EXERCISE DETAILS: Every line in the listing is to be echoed verbatim.

RECORDED INFORMATION:

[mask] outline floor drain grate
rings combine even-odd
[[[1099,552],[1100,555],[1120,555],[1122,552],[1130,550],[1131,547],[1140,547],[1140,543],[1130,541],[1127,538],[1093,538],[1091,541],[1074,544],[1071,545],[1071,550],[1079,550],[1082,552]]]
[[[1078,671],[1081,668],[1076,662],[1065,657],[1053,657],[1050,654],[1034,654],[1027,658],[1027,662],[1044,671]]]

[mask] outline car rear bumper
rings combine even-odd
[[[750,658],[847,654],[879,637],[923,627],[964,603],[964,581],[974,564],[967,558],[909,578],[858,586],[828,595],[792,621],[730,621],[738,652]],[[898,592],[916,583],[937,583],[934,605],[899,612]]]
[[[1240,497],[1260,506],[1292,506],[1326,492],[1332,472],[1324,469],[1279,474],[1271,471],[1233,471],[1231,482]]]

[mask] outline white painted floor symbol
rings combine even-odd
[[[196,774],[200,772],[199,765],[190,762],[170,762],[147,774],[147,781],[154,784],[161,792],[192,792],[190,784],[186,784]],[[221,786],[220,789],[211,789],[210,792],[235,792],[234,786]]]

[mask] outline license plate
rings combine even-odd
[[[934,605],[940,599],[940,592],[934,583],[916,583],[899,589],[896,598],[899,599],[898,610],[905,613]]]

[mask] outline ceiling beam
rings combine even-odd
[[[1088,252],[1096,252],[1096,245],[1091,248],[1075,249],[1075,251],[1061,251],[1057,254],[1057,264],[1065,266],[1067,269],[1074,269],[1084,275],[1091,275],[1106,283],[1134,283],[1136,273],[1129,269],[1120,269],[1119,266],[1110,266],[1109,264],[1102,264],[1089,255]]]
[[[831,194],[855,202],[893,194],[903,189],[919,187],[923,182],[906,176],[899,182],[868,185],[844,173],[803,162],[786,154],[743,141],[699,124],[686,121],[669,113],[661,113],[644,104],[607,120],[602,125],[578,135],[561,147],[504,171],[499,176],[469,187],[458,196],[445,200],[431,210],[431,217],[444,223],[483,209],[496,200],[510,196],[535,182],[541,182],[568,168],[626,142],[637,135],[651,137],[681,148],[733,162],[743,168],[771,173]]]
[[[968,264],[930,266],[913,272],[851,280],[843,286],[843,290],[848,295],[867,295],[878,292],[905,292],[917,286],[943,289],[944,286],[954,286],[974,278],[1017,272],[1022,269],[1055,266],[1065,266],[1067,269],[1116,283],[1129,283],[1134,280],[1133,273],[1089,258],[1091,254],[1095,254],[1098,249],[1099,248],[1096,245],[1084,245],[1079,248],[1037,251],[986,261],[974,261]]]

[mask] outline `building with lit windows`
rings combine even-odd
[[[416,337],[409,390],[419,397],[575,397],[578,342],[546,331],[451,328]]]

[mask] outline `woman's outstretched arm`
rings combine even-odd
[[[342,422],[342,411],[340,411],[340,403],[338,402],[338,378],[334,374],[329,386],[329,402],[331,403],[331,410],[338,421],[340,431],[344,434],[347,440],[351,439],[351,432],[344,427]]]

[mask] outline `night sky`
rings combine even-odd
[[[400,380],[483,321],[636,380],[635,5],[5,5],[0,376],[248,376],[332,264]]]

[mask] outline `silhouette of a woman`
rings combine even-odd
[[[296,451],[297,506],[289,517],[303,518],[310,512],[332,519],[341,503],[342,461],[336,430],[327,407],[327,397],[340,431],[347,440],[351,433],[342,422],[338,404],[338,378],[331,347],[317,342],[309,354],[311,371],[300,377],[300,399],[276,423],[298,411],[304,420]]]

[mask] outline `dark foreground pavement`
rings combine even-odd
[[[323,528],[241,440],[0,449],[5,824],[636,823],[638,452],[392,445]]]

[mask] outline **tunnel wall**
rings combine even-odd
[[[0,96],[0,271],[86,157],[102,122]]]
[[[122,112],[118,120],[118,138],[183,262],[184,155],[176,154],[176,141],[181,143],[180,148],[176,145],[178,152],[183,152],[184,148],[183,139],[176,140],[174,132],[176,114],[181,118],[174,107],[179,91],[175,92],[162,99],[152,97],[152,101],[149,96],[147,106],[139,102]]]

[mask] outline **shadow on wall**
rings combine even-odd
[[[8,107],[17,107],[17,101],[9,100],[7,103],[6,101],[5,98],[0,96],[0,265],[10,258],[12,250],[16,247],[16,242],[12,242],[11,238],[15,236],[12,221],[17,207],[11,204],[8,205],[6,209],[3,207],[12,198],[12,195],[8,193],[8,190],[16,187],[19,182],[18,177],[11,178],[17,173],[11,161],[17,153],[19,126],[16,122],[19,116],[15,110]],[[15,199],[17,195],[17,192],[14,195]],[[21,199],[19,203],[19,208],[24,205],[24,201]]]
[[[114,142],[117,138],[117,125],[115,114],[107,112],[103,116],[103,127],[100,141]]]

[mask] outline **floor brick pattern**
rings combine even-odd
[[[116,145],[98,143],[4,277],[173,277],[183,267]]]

RESULT OF THE EXERCISE:
[mask] outline floor drain grate
rings combine even-odd
[[[1099,552],[1100,555],[1120,555],[1122,552],[1130,550],[1131,547],[1140,547],[1140,543],[1130,541],[1127,538],[1093,538],[1091,541],[1074,544],[1071,545],[1071,550],[1079,550],[1082,552]]]
[[[1078,671],[1081,668],[1076,662],[1065,657],[1053,657],[1050,654],[1034,654],[1027,658],[1027,662],[1044,671]]]

[mask] outline car rear bumper
rings combine even-odd
[[[750,658],[847,654],[879,637],[923,627],[964,603],[964,581],[974,564],[967,558],[909,578],[858,586],[828,595],[792,621],[730,621],[738,652]],[[898,592],[916,583],[937,583],[934,605],[899,612]]]
[[[1240,497],[1260,506],[1292,506],[1326,492],[1332,472],[1324,469],[1279,474],[1271,471],[1233,471],[1231,482]]]

[mask] outline white painted floor symbol
rings combine even-odd
[[[196,774],[200,772],[199,765],[190,762],[170,762],[147,774],[147,781],[154,784],[161,792],[192,792],[190,784],[186,784]],[[221,786],[220,789],[211,789],[210,792],[235,792],[234,786]]]

[mask] outline license plate
rings combine even-odd
[[[934,605],[940,599],[940,592],[934,583],[916,583],[899,589],[896,598],[899,599],[898,610],[905,613]]]

[mask] outline ceiling beam
rings combine even-odd
[[[1088,252],[1096,252],[1096,245],[1091,248],[1075,249],[1075,251],[1061,251],[1057,254],[1057,264],[1065,266],[1067,269],[1074,269],[1084,275],[1091,275],[1106,283],[1134,283],[1136,273],[1129,269],[1120,269],[1119,266],[1110,266],[1109,264],[1102,264],[1089,255]]]
[[[831,194],[855,202],[893,194],[903,189],[919,187],[923,182],[906,176],[899,182],[868,185],[844,173],[803,162],[786,154],[743,141],[699,124],[686,121],[669,113],[661,113],[644,104],[607,120],[602,125],[578,135],[561,147],[504,171],[499,176],[469,187],[458,196],[445,200],[431,210],[431,217],[444,223],[483,209],[496,200],[510,196],[535,182],[541,182],[568,168],[626,142],[637,135],[651,137],[681,148],[733,162],[743,168],[771,173]]]
[[[968,264],[930,266],[913,272],[851,280],[843,286],[843,290],[848,295],[867,295],[878,292],[905,292],[917,286],[943,289],[944,286],[954,286],[974,278],[1017,272],[1022,269],[1055,266],[1065,266],[1067,269],[1116,283],[1129,283],[1134,280],[1133,273],[1089,258],[1091,254],[1095,254],[1098,249],[1099,248],[1096,245],[1084,245],[1079,248],[1037,251],[986,261],[974,261]]]

[mask] outline `building with lit windows`
rings combine even-odd
[[[416,337],[409,390],[419,397],[575,397],[578,342],[546,331],[451,328]]]

[mask] outline `woman's outstretched arm`
rings combine even-odd
[[[342,422],[342,411],[340,411],[340,403],[338,402],[338,378],[334,374],[329,386],[329,402],[331,403],[331,410],[338,421],[340,431],[344,434],[347,440],[351,439],[351,432],[344,427]]]

[mask] outline `night sky`
rings combine even-odd
[[[400,380],[483,321],[636,380],[635,5],[5,5],[0,376],[248,376],[332,264]]]

[mask] outline `silhouette of a woman`
rings combine even-odd
[[[296,451],[297,506],[289,517],[303,518],[310,512],[332,519],[341,503],[342,461],[336,430],[327,407],[327,397],[340,431],[347,440],[351,433],[342,422],[338,404],[338,378],[331,347],[317,342],[309,354],[311,371],[300,377],[300,399],[276,423],[298,411],[304,420]]]

[mask] outline `dark foreground pavement`
rings combine even-odd
[[[323,528],[241,440],[0,449],[5,824],[636,823],[638,452],[392,445]]]

[mask] outline **tunnel wall**
rings combine even-odd
[[[0,96],[0,271],[86,157],[102,122]]]
[[[122,112],[118,120],[118,138],[183,262],[184,155],[176,154],[176,141],[181,143],[180,148],[176,145],[178,152],[183,152],[184,148],[183,139],[176,140],[174,132],[176,114],[181,118],[174,107],[179,91],[175,92],[162,99],[152,97],[152,101],[149,96],[147,106],[139,102]]]

[mask] outline **shadow on wall**
rings combine even-odd
[[[8,107],[17,107],[17,101],[9,100],[7,103],[6,101],[5,98],[0,96],[0,265],[10,258],[12,250],[16,247],[16,242],[12,242],[11,238],[15,236],[12,221],[17,207],[11,204],[8,205],[6,209],[3,207],[12,198],[12,195],[8,193],[8,190],[16,187],[19,182],[18,177],[11,178],[17,173],[11,161],[17,153],[19,126],[16,122],[19,116],[15,110]],[[15,199],[17,195],[17,192],[14,195]],[[21,199],[19,203],[19,208],[24,205],[24,201]]]
[[[114,142],[117,138],[117,125],[115,114],[107,112],[103,116],[103,127],[100,141]]]

[mask] outline **floor brick pattern**
rings combine even-odd
[[[116,145],[98,143],[4,277],[173,277],[183,267]]]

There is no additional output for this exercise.